** Opening Extract provided block **

The test article is pre-incubated for least 5 minutes with microsomes in phosphate buffer. Metabolism of the test article is initiated by the addition of NADPH or other appropriate cofactor. Incubations are terminated by the addition of an organic solvent and samples are then analyzed for the test article and/or its metabolites using liquid chromatography-mass spectrometry (LC-MS).
Phase I - Optimization of In Vitro Incubation Conditions
The test article is incubated in triplicates with a range of microsome concentrations (typically 0.1 – 1 mg protein/mL) for four time points up to 60 minutes in the presence of NADPH or other appropriate cofactor.
Control incubations are performed in the absence of a cofactor. Incubation conditions of microsomal concentration and time point that produce a linear rate of test article disappearance are used to define follow up experiments.
Phase II - Kinetic Analysis of Test Article Metabolism
The rates of how quickly the test article disappears are monitored in the incubation samples with at least eight concentrations of the test article in triplicates under optimized conditions. Data are analyzed using Michaelis-Menten curve fitting, and kinetic parameters Km and Vmax are determined for the test article.

** Closing Extract provided block **
** Opening Given information block **

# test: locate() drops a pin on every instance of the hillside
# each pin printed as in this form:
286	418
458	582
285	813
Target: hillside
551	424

** Closing Given information block **
** Opening Given information block **

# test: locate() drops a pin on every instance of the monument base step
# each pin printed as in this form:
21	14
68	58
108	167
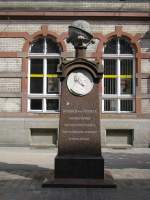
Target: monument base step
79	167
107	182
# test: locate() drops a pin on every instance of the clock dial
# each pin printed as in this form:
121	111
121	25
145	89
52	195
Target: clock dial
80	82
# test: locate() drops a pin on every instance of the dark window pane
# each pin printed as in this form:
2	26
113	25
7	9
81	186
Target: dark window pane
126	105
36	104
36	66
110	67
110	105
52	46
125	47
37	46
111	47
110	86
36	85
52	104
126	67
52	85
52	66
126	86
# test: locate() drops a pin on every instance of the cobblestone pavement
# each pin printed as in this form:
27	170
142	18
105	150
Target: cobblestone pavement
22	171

** Closing Given information block **

= Tasks =
**a.** Using the microsomal metabolism protocol, answer each question:
(i) For how long, at minimum, is the test article pre-incubated with microsomes?
(ii) What range of microsome concentrations is typically used in Phase I?
(iii) How many test article concentrations, at minimum, are used in Phase II?
**b.** Write the next part of the microsomal metabolism protocol, picking up after its final sentence.

= Answers given =
**a.**
(i) At least 5 minutes.
(ii) 0.1 – 1 mg protein/mL.
(iii) At least eight.

**b.**
Phase III - Inhibition Analysis Using CYP-specific Chemical Inhibitors
The test article is incubated in triplicate at a concentration <Km with pooled human hepatic microsomes in the absence or presence of the enzyme-selective chemical inhibitors. Control incubations are performed in the absence of the inhibitor using vehicle solvent only.
Phase IV - Metabolism Using Recombinant Human CYPs
The test article is incubated in triplicate at a concentration <Km with a range of recombinant human CYPs and UGTs, and other DME (see above). The relative concentration of the test article at 0 and 60 minutes is measured.
These assays will identify enzymes responsible for and the extent of metabolism of the test article in vitro. Kinetics of the test article disappearance and/or metabolite formation are determined. In vitro metabolism assessment identifies the major enzymes involved and alerts you to potential in vivo clearance mechanism liabilities prior to first-in-human testing.